Tasks ::
• A. In the patman patch message, on what system and Python version was the failure observed?
• B. Write what comes next in the patman patch message, picking up right after its last line.

Source excerpt ::
• • • • •

All of lore.kernel.org
 help / color / mirror / Atom feed
* [U-Boot] [PATCH] patman: encode CC list to UTF-8
@ 2017-04-19 13:24 Philipp Tomsich
  2017-04-22 23:53 ` Simon Glass
  0 siblings, 1 reply; 5+ messages in thread
From: Philipp Tomsich @ 2017-04-19 13:24 UTC (permalink / raw)
  To: u-boot

This change encodes the CC list to UTF-8 to avoid failures on
maintainer-addresses that include non-ASCII characters (observed on
Debian 7.11 with Python 2.7.3).

Without this, I get the following failure:
  Traceback (most recent call last):
    File "tools/patman/patman", line 159, in <module>
      options.add_maintainers)
    File "[snip]/u-boot/tools/patman/series.py", line 234, in MakeCcFile
      print(commit.patch, ', '.join(set(list)), file=fd)
  UnicodeEncodeError: 'ascii' codec can't encode character u'\xfc' in position 81: ordinal not in range(128)
from Heiko's email address:
  [..., u'"Heiko St\xfcbner" <heiko@sntech.de>', ...]

While with this change added this encodes to:
  "=?UTF-8?q?Heiko=20St=C3=BCbner?= <heiko@sntech.de>"

Signed-off-by: Philipp Tomsich <philipp.tomsich@theobroma-systems.com>
---

 tools/patman/series.py | 4 ++--
 1 file changed, 2 insertions(+), 2 deletions(-)

• • • • •

Dataset extract ::
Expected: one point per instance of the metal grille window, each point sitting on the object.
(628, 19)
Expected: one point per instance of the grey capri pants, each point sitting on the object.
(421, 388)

• • • • •

Results for each task ::
• A. Debian 7.11 with Python 2.7.3.

• B.
diff --git a/tools/patman/series.py b/tools/patman/series.py
index c1b8652..134a381 100644
--- a/tools/patman/series.py
+++ b/tools/patman/series.py
@@ -119,7 +119,7 @@ class Series(dict):
                     email = col.Color(col.YELLOW, "<alias '%s' not found>"
                             % tag)
                 if email:
-                    print('      Cc: ', email)
+                    print('      Cc: ', email.encode('utf-8'))
         print
         for item in to_set:
             print('To:\t ', item)
@@ -230,7 +230,7 @@ class Series(dict):
             if add_maintainers:
                 list += get_maintainer.GetMaintainer(commit.patch)
             all_ccs += list
-            print(commit.patch, ', '.join(set(list)), file=fd)
+            print(commit.patch, ', '.join(set(list)).encode('utf-8'), file=fd)
             self._generated_cc[commit.patch] = list
 
         if cover_fname:
-- 
1.9.1

^ permalink raw reply related	[flat|nested] 5+ messages in thread

* [U-Boot] [PATCH] patman: encode CC list to UTF-8
  2017-04-19 13:24 [U-Boot] [PATCH] patman: encode CC list to UTF-8 Philipp Tomsich
@ 2017-04-22 23:53 ` Simon Glass
  2017-04-25 17:12   ` Tom Rini
  0 siblings, 1 reply; 5+ messages in thread
From: Simon Glass @ 2017-04-22 23:53 UTC (permalink / raw)
  To: u-boot

+Tom

On 19 April 2017 at 07:24, Philipp Tomsich
<philipp.tomsich@theobroma-systems.com> wrote:
>
> This change encodes the CC list to UTF-8 to avoid failures on
> maintainer-addresses that include non-ASCII characters (observed on
> Debian 7.11 with Python 2.7.3).
>
> Without this, I get the following failure:
>   Traceback (most recent call last):
>     File "tools/patman/patman", line 159, in <module>
>       options.add_maintainers)
>     File "[snip]/u-boot/tools/patman/series.py", line 234, in MakeCcFile
>       print(commit.patch, ', '.join(set(list)), file=fd)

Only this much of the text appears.